- **Problems to solve**
1 – Answer these questions from the methoxyflurane abstract:
(a) What study design was used?
(b) To how many patients were the methoxyflurane doses to be administered?
(c) What was Entonox®'s time to achieve maximum pain relief?
2 – Reproduce the section of the methoxyflurane abstract starting at "Modelling results showed" and ending at "to prehospital analgesia.".

- **Document passage**
--- START ---
Background Acute pain is often inadequately treated in adults with traumatic injury. Inhaled methoxyflurane, newly licensed in Europe for this indication, has limited evidence of clinical effectiveness in the prehospital setting. We aimed to investigate clinical effectiveness and costs of methoxyflurane administered by ambulance staff compared with usual analgesic practice (UAP) for patients with trauma.
Methods We used a non-randomised control group pragmatic design comparing methoxyflurane versus Entonox® and parenteral analgesics. Verbal numerical pain scores (VNPS) were gathered over time in adults with moderate to severe trauma pain attended by ambulance staff trained in administering and supplied with methoxyflurane. Comparator VNPS were obtained from database records of UAP in similar patients. Clinical efficacy was tested using an Ordered Probit panel regression model of pain linked by observational rules to VNPS. Scenario analyses were used to compare durations under analgesia spent in severe pain, and costs.
Results Over 12 months, 96 trained paramedics and technicians prepared 510 doses of methoxyflurane for administration to 483 patients. 32 patients reported side-effects, 19 of whom discontinued early. 13 patients, 10 aged over 75 years, were nonadherent to inhaler use instructions.
Modelling results showed statistically significant clinical effectiveness of methoxyflurane over each comparator (all p-values<0.001). Methoxyflurane’s time to achieve maximum pain relief was significantly faster (all p-values<0.001): 26.4 mins (95%CI 25.0-27.8) versus Entonox® 44.4 (39.5-49.3); 26.5 (25.0-27.9) versus IV morphine sulfate 41.8 (38.9-44.7); 26.5 (25.1-28.0) versus IV paracetamol 40.8 (34.7-46.9).
Scenario analyses of durations spent in severe pain were significantly less for methoxyflurane to comparators. Benefits of methoxyflurane were achieved at higher cost to comparators.
Conclusions Methoxyflurane reduced pain more rapidly and to a greater extent than Entonox® and more quickly than parenteral analgesics in adults with moderate or severe pain due to trauma attended by ambulance clinicians. Methoxyflurane provides a useful addition to prehospital analgesia.
--- END ---
Saved entries
--- START ---
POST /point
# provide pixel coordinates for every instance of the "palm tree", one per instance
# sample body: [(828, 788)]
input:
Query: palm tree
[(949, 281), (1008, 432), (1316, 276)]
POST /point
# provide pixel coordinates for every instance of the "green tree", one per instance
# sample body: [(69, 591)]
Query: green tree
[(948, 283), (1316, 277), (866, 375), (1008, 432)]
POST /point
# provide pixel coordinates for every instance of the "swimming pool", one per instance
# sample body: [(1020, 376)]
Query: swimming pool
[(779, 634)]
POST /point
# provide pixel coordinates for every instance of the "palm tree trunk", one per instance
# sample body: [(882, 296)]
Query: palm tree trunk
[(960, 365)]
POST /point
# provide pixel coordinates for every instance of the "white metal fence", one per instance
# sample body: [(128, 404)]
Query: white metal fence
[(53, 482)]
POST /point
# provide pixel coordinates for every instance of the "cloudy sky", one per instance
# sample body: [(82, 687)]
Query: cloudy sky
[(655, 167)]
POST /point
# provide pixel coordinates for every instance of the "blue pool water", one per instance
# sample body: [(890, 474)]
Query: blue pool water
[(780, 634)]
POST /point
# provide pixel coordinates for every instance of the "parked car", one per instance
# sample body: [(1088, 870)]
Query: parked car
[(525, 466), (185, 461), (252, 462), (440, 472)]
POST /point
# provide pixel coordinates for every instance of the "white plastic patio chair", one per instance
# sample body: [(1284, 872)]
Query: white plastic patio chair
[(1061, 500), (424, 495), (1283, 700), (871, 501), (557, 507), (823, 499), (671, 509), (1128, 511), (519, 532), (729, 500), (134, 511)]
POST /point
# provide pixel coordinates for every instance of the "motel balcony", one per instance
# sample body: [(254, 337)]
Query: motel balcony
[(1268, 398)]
--- END ---
- **Answers per task**
1 –
(a) A non-randomised control group pragmatic design.
(b) 483 patients.
(c) 44.4 minutes (95%CI 39.5-49.3).

2 –
Modelling results showed statistically significant clinical effectiveness of methoxyflurane over each comparator (all p-values<0.001). Methoxyflurane’s time to achieve maximum pain relief was significantly faster (all p-values<0.001): 26.4 mins (95%CI 25.0-27.8) versus Entonox® 44.4 (39.5-49.3); 26.5 (25.0-27.9) versus IV morphine sulfate 41.8 (38.9-44.7); 26.5 (25.1-28.0) versus IV paracetamol 40.8 (34.7-46.9).
Scenario analyses of durations spent in severe pain were significantly less for methoxyflurane to comparators. Benefits of methoxyflurane were achieved at higher cost to comparators.
Conclusions Methoxyflurane reduced pain more rapidly and to a greater extent than Entonox® and more quickly than parenteral analgesics in adults with moderate or severe pain due to trauma attended by ambulance clinicians. Methoxyflurane provides a useful addition to prehospital analgesia.